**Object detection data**
========================================================================
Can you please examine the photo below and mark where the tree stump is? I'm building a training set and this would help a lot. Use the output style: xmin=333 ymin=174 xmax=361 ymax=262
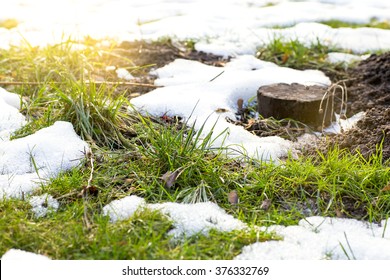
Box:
xmin=257 ymin=83 xmax=332 ymax=128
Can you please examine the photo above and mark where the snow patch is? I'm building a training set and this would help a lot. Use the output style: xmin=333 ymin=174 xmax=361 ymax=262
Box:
xmin=0 ymin=121 xmax=88 ymax=198
xmin=103 ymin=195 xmax=245 ymax=238
xmin=235 ymin=216 xmax=390 ymax=260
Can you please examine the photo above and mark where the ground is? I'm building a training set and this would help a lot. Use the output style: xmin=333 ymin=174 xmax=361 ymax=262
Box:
xmin=113 ymin=40 xmax=390 ymax=160
xmin=320 ymin=52 xmax=390 ymax=160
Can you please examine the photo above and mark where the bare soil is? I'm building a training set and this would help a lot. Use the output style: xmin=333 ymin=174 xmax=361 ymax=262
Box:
xmin=320 ymin=52 xmax=390 ymax=160
xmin=111 ymin=41 xmax=390 ymax=160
========================================================================
**WHAT YOU SHOULD DO**
Copy word for word the lines of the material from the line with "where the bare" through the end of the material.

**SOLUTION TO THE EXERCISE**
Can you please examine the photo above and mark where the bare soil is? I'm building a training set and this would help a lot. Use the output style: xmin=333 ymin=174 xmax=361 ymax=262
Box:
xmin=320 ymin=52 xmax=390 ymax=160
xmin=111 ymin=41 xmax=390 ymax=160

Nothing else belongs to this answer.